▶ **Requirements**:
A: Check each statement against the interview below. Answer yes or no, and quote the words from the interview that decide it.
(i) The former Rubicon space stood empty for more than a year.
(ii) The speaker ate at Rubicon before it closed.
(iii) The building was rebuilt after the 1906 earthquake.
B: Answer these questions using the interview below:
(i) In what year did Rubicon close?
(ii) What per-person price does the speaker give for multi-course tasting menus?
(iii) What did the neighborhood become after the earthquake?
C: Carry on the interview about Wayfare Tavern, starting after its last sentence.

▶ **Quoted text**:
* * *
How would you describe your cooking philosophy?
I would describe my cooking philosophy as American. Pure and simple. I’ve eaten my way around the world and I am a die-hard fan of many different cooking styles. But my cooking style — the style that of food that keeps me up at night trying to decode my own ideas — is gorgeous American cooking. It was actually a hindrance early in my career because I could clearly define my cooking style. If I said “American,” people off the bat assumed burgers and fries. If you didn’t stand behind the Italian flag, the Japanese flag or the Spanish flag, no one took you seriously.
Now American cookery has developed as a rootsy, smart, electric genre of cooking. It’s both a product of the melting pot of our country and also something so unique that you could only describe it as evolutionary. To put it simple, the only difference between grits and polenta is your grandmother’s last name. We have an amazing food culture here. My food is absolutely American.
What was the inspiration behind your restaurant, Wayfare Tavern?
Wayfare Tavern is without a question one of the most important opportunities I’ve ever had. The restaurant is in the former Rubicon space, one of San Francisco’s most celebrated restaurants. They called it quits in 2008, and the space sat dormant for over a year. One of the building owners (who is now my business partner) met me at our gym one morning in 2009, mentioned Rubicon to me, and I almost freaked out. I never had a chance to eat there when it was Rubicon, but I’m very aware of the caliber of chefs that the restaurant graduated — chefs that would go on to put San Francisco on the culinary map.
When I sat down to think through the next incarnation of the space, there was a lot to filter. It was 2009 and the economy was in the tank. Fine dining restaurants are supported by a community with healthy expense accounts. In 2009, that really didn’t exist. White tablecloth, multi-course tasting menus that cost $120 per person were a restaurant genre frozen with the credit market, only to be thawed out when the Dow hit 14,000 again.
In the meantime, I started doing research on the building which was rebuilt after the earthquake of 1906. The neighborhood also had a fascinating story as the center of the red light district know as The Barbary Coast — a neighborhood filled with every vice known to man: salons, prostitution, opium, dance halls and taverns. The more I read, the more I realized that this level of San Francisco history didn’t exist anymore, as if it were swept out into the bay after the earthquake and re-established as the financial district it is today. To me, Wayfare was that one restaurant that could have survived the earthquake. I wanted to bring a bit of history back to a neighborhood that seemed to have lost its identity — a restaurant for and by San Francisco.
* * *
▶ **Extracted information**:

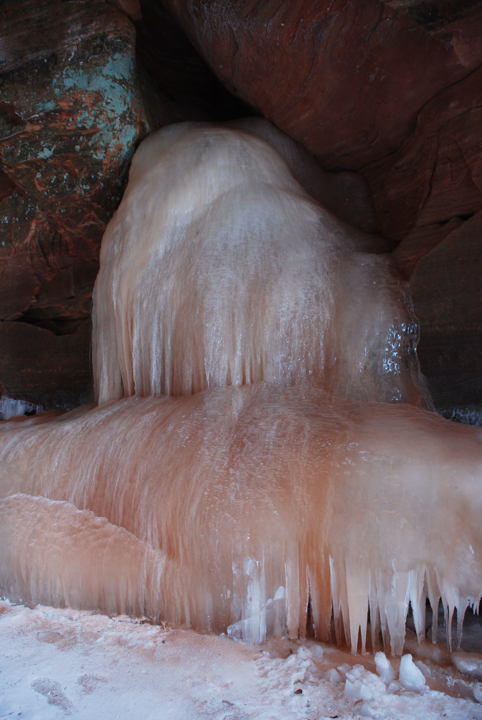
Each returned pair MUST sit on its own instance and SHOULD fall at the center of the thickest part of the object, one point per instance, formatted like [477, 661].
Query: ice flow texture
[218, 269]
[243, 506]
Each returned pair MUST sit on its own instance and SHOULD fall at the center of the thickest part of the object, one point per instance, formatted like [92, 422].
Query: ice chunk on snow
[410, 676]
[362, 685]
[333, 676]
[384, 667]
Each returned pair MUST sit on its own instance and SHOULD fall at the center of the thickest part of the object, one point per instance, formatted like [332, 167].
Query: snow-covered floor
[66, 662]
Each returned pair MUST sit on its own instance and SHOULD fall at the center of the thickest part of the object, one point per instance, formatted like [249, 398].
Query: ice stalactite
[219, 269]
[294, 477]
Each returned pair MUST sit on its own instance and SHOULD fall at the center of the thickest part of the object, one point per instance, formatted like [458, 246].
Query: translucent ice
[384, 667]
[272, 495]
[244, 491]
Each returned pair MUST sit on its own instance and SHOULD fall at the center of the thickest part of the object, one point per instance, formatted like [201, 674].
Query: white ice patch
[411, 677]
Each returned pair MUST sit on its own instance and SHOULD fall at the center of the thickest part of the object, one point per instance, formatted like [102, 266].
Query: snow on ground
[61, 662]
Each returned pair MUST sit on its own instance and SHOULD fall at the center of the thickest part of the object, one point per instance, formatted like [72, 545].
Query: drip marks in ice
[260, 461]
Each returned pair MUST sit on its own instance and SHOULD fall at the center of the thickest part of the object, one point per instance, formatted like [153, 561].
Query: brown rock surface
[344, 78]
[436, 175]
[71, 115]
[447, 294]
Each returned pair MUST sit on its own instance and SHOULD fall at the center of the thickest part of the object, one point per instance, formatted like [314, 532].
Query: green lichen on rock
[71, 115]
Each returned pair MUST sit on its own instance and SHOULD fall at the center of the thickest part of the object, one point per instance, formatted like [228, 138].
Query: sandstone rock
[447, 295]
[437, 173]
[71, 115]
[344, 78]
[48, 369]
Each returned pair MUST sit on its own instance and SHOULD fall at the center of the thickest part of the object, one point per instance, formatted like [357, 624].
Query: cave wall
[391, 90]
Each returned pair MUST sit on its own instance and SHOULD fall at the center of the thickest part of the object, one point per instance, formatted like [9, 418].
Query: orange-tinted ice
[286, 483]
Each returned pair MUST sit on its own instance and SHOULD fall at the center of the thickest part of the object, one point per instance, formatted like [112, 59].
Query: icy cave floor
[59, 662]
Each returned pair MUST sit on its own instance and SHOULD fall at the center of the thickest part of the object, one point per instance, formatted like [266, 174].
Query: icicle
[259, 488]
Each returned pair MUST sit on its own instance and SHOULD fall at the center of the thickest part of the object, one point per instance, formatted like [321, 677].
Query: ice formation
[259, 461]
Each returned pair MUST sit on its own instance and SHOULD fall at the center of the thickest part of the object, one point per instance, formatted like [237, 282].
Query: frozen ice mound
* * *
▶ **Outputs by task**:
A:
(i) Yes: "the space sat dormant for over a year."
(ii) No: "I never had a chance to eat there when it was Rubicon"
(iii) Yes: "the building which was rebuilt after the earthquake of 1906."

B:
(i) 2008
(ii) $120
(iii) The financial district

C:
Then we went on a year-long hunt into libraries and historical societies, trying to find out what restaurants looked like in the late 1800s. Most of San Francisco burned in 1906, so the real images were hard to find. We found a book from 1910 called Bohemian San Francisco, written by Clarence Edger Edwards. It was the holy grail. The book, page for page, describes the restaurant scene San Francisco before the earthquake in such detail that I could smell what they were eating. In the book, the author describes the cafe society of the day as Wayfarers, people who are world travelers, bon vivants with their thumbs on the pulse of art and culture. Once we had the name, the design fell into place. We re-imagined the space as a tavern that San Franciscans of distinction have been dining in for over 100 years. I love my restaurant. It’s one of my proudest achievements.
What’s an ingredient you use often that may surprise people?
My pantry expands and shrinks all the time with flavors and ingredients I’m experimenting with. One thing I’m really into right now is smoked olive oil. It’s a made by a wonderful mom and pop company based in Sonoma. They have patented the ability to cold smoke olives before they’re crushed. It’s one of the sexiest things I’ve ever tasted.
What do you enjoy most about owning your own restaurant?
All three of my restaurants — Wayfare Tavern in San Francisco; El Paseo in Mill Valley; and our fast casual restaurant in terminal 2 of the San Francisco airport — are my happy places. It’s where I can teach the guys in the kitchen how to love and respect the ingredients in front of them. It keeps my mind sharp, as we’re constantly experimenting with new techniques and better ways to get to the truth in food. When I see someone’s eyes roll back in their head because the food is so good, that’s the most fulfilling feeling I can have as a professional. San Francisco is a very competitive restaurant town. To stay on top, you have to be a little better than you were yesterday.
You’ve also dabbled in making wines, baby food, and cutlery. How does your vision as a chef influence your other projects?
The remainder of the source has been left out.